An alumna of the Chicago-based Second City comedy repertory company, Vardalos wrote and performed in over ten revues of sketch comedy and won Chicago's Joseph Jefferson award for Best Actress. Vardalos had many small roles in television shows such as The Drew Carey Show and Two Guys and a Girl; in addition, she provided voices for the 1996 radio adaptation of Star Wars: Return of the Jedi which Brian Daley had written for National Public Radio.

She gained fame with her movie about a woman's struggle to find love in My Big Fat Greek Wedding. First performed as a one-woman show of the same name, the film was a critical and commercial success. The film earned Vardalos an Academy Award nomination for Best Writing, a Golden Globe nomination for Best Actress in a Motion Picture Musical or Comedy and a Screen Actors Guild Award nomination. The sleeper hit quickly became one of the highest-grossing independent films of all time, and the number one romantic comedy of all time. Vardalos hosted Saturday Night Live in the fall of 2002.

Extracted material:

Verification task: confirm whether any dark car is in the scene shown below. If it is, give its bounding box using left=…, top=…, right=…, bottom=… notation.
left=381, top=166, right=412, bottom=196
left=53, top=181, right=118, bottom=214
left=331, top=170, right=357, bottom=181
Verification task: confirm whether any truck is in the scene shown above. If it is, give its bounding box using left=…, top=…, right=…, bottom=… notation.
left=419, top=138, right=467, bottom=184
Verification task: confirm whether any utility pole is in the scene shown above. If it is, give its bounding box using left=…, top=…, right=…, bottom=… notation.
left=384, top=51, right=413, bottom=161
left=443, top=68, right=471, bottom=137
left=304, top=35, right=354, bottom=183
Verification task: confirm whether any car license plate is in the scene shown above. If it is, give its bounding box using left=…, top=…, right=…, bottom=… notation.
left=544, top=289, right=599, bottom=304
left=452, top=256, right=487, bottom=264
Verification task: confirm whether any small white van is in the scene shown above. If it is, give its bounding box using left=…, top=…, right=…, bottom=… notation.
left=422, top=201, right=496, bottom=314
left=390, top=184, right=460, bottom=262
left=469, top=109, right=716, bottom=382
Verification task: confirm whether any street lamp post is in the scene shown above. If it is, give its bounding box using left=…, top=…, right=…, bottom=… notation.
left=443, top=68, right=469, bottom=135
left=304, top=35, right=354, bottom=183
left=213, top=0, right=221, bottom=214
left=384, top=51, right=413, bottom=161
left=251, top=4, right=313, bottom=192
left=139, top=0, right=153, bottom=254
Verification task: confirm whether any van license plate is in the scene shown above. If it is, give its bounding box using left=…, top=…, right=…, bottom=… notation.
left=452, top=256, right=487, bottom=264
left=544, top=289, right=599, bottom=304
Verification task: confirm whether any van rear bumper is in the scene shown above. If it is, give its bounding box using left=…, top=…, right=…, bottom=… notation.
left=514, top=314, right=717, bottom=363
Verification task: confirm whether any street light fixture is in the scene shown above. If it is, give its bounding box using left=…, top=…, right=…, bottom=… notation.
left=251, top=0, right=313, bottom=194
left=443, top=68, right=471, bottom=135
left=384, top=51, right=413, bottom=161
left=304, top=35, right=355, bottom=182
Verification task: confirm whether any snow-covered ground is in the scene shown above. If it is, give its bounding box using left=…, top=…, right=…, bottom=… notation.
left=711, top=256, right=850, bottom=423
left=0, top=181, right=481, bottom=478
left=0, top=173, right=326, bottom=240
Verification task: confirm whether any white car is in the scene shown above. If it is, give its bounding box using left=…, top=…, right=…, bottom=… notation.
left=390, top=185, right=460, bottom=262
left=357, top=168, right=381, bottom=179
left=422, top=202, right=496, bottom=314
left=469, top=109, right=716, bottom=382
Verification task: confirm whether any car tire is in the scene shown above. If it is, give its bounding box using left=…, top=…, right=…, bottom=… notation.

Task objective: In the Vardalos passage, what Chicago award did she win?

Task result: Chicago's Joseph Jefferson award for Best Actress.